DOCUMENT TEXT Start Marker
Saturday, October 29, 2011

I Think I'm Turning Japanese...I mean Korean

Last week I went to Japan for business purposes, people.  I'm not that frivolous with my money yet.  But since I had to go, I decided to take the long way there - i.e., the Korean speed train KTX from Seoul to Busan, and then the ferry from Busan to Fukuoka, Japan.  Overall the trip was up and down.

The KTX train was great, and it was great to see the Korean countryside.  And the trip from Seoul to Busan was only $60, which is a great deal I think.  The train took 2 1/2 hours because it was going really fast.  Originally I think it's supposed to take 6 hours.

The ferry was fun, but I was so tired when I got on (around 9 pm) that I went straight to sleep.  I woke up around 2 am and I could feel the boat swaying back and forth.  I got up and got some water, and I would sway to one side of the hall and then sway to the other side.  I wanted to go outside but the doors were locked.  The doors were also locked on the way back because the sea was so choppy.  The waves were 4 meters high.  I took motion-sickness medicine both times so it wasn't too bad.

When I got to Japan, I realized quickly there was no way I could figure out the subway system.  It was all in Japanese and the maps were impossible to read, so I had to ask help how to get where I was going.  The first guy who helped me looked like one of the Beatles except he had really gross teeth and bad breath.  But he was nice, so I tried not to mind. 

The people in Japan looked really cool.  I could see right away why Americans know about Japan but not Korea.  Koreans are so clean and polished compared to the Japanese.  I was talking to some kids outside the terminal in Japan and found out they were Korean.  I asked what's the difference between Korean and Japanese?  He said Koreans are more handsome.

I had 2 full days in Japan, but each morning I had to get up early and take care of stuff so I was pretty tired the whole time.  My favorite thing was eating sushi.  They have restaurants with the chefs in the middle, like a bar, and rotating plates that go around the whole bar.  So you can pick whatever you want.  I chose 4 different plates with sushi and had that.  It was so good.  My other favorite thing was the zoo.  The animals were so cute, and it was different from America because there was hardly any glass in front of the cages and the walkway came really close to the animals.  So you could see everything.  I don't have any pics from that because it was raining the whole time.  I also went to a botanical gardent connected to the zoo and it was gorgeous.  No one was there because it was raining, so it felt very quiet and beautiful. 

I'm back in Korea now and I had the feeling that I was relieved to come back home. :)  Can you believe it?  That was a surprising feeling to have.  Enjoy the pics!
DOCUMENT TEXT End Marker
EXCERPTED RECORDS Start Marker
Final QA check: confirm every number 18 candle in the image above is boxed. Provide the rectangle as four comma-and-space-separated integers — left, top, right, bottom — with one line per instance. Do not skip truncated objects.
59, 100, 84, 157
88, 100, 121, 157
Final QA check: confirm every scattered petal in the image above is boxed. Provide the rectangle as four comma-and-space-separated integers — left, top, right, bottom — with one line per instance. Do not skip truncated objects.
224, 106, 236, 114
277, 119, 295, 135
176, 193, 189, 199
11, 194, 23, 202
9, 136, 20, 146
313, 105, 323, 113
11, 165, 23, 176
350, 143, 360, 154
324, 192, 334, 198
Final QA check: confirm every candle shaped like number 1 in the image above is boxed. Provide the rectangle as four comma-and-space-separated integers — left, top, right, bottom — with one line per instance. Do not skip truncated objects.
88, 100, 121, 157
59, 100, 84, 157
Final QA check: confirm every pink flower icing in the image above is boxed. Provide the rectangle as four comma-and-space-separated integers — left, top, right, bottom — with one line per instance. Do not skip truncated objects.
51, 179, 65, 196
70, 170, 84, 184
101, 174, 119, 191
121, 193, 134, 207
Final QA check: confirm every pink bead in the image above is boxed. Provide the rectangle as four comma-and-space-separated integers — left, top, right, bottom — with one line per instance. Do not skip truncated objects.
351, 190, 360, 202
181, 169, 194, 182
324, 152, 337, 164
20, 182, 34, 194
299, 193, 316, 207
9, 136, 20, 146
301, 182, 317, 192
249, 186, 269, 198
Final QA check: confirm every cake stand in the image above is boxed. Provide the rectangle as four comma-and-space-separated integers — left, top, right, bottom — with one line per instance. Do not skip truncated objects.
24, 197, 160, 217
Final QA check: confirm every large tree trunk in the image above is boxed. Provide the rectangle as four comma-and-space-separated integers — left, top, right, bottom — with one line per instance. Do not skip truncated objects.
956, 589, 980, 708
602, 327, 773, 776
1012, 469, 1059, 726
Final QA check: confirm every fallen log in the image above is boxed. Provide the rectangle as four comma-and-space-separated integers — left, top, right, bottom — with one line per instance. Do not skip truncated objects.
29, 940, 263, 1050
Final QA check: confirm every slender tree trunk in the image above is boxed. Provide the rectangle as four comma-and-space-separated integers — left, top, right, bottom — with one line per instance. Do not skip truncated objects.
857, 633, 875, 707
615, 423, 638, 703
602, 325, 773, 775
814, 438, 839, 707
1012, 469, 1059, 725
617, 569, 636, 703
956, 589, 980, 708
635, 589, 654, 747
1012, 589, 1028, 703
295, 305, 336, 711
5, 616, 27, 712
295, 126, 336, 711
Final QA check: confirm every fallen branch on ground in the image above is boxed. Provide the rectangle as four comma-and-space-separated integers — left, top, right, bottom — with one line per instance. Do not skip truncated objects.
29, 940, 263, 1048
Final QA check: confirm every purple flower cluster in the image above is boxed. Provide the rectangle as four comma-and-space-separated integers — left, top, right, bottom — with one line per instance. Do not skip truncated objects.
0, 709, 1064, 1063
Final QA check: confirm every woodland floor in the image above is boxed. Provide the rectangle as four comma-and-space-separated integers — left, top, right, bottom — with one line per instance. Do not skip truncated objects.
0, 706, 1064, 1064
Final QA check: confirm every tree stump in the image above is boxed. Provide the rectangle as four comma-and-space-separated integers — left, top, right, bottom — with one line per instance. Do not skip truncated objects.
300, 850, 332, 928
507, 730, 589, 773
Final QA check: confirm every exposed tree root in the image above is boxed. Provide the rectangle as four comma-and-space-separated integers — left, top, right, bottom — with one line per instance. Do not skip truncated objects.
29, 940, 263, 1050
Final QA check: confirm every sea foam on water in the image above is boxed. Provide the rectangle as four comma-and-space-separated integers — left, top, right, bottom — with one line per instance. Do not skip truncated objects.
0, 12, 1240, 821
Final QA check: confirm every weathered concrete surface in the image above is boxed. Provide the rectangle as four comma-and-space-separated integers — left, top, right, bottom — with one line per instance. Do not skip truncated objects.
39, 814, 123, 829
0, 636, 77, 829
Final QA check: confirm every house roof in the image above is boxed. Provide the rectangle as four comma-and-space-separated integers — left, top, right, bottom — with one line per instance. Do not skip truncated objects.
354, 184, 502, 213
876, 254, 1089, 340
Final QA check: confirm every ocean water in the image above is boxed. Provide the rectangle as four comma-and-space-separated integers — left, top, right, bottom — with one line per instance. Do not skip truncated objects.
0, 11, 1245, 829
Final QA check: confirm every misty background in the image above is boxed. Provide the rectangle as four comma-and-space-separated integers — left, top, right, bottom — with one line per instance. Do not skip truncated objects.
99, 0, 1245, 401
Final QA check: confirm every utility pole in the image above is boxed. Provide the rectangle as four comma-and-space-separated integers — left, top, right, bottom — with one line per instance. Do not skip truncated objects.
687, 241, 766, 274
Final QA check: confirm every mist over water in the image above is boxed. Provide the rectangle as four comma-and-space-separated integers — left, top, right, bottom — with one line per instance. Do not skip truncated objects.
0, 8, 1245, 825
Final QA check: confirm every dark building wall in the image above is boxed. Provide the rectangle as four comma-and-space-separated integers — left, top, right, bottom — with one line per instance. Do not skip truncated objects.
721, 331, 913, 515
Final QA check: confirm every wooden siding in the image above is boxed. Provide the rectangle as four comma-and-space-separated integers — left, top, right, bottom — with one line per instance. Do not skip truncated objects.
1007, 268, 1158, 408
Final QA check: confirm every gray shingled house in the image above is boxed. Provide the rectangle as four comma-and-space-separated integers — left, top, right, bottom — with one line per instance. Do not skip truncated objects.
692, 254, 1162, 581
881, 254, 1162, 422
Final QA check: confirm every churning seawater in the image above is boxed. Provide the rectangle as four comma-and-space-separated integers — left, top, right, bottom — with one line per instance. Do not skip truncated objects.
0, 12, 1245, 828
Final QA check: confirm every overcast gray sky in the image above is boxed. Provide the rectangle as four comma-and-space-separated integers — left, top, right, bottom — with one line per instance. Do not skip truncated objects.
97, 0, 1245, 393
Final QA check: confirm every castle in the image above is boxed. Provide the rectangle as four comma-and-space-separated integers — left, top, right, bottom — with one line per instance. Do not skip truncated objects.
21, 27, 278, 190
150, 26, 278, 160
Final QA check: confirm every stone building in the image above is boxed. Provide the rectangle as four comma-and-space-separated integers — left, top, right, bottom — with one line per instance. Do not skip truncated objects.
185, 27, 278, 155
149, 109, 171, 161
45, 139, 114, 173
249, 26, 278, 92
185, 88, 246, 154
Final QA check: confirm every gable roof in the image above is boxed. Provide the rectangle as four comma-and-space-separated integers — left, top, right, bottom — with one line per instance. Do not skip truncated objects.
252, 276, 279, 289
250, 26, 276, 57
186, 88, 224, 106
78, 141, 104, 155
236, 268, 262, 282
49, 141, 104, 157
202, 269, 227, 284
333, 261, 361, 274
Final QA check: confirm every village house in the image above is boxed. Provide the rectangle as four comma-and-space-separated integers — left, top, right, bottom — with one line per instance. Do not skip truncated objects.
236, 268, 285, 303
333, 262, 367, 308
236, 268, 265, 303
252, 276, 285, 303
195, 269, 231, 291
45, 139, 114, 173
EXCERPTED RECORDS End Marker
- TASK ITEM
Retype the passage of the Japan trip post starting with "Saturday, October 29, 2011" and going on through "up and down.".

- RESULT OF THIS EXERCISE
Saturday, October 29, 2011

I Think I'm Turning Japanese...I mean Korean

Last week I went to Japan for business purposes, people.  I'm not that frivolous with my money yet.  But since I had to go, I decided to take the long way there - i.e., the Korean speed train KTX from Seoul to Busan, and then the ferry from Busan to Fukuoka, Japan.  Overall the trip was up and down.